**THE PROBLEM:** Give a verbatim copy of the lines below, minus the pictures.

——

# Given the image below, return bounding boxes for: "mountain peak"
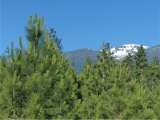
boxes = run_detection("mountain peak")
[111,44,149,59]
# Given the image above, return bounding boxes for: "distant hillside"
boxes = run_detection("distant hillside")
[146,45,160,62]
[65,45,160,72]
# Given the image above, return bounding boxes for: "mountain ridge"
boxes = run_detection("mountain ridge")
[65,44,160,72]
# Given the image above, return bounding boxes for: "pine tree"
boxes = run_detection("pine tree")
[134,45,148,77]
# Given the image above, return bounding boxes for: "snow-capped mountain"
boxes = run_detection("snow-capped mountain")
[111,44,149,59]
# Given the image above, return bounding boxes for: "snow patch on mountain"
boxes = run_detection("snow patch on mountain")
[111,44,149,59]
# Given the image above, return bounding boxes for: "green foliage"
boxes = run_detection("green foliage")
[0,15,160,119]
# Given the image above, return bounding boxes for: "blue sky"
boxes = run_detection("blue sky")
[0,0,160,54]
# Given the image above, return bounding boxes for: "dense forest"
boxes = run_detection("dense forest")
[0,14,160,119]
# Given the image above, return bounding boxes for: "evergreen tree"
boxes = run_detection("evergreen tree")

——

**RESULT FOR THIS EXERCISE:**
# Given the image below, return bounding boxes for: "mountain peak"
boxes = run_detection("mountain peak")
[111,44,149,59]
# Given the image above, return bounding boxes for: "distant hillside"
boxes = run_detection("distant hillside")
[146,45,160,62]
[65,45,160,72]
# Given the image above, return bounding boxes for: "mountain ridge"
boxes = run_detection("mountain ridge")
[65,44,160,72]
# Given the image above, return bounding boxes for: "pine tree"
boxes = run_detection("pine tree")
[134,45,148,77]
# Given the image above, return bounding boxes for: "snow-capped mountain"
boxes = run_detection("snow-capped mountain")
[111,44,149,59]
# Given the image above, return bounding boxes for: "snow patch on mountain"
boxes = run_detection("snow patch on mountain")
[111,44,149,59]
# Given the image above, return bounding boxes for: "green foliage"
boxes = run_detection("green foliage")
[0,15,160,119]
# Given the image above, return bounding boxes for: "blue sky"
boxes = run_detection("blue sky")
[0,0,160,54]
# Given the image above, return bounding boxes for: "dense forest"
boxes = run_detection("dense forest")
[0,14,160,119]
# Given the image above, return bounding boxes for: "evergreen tree"
boxes = run_detection("evergreen tree")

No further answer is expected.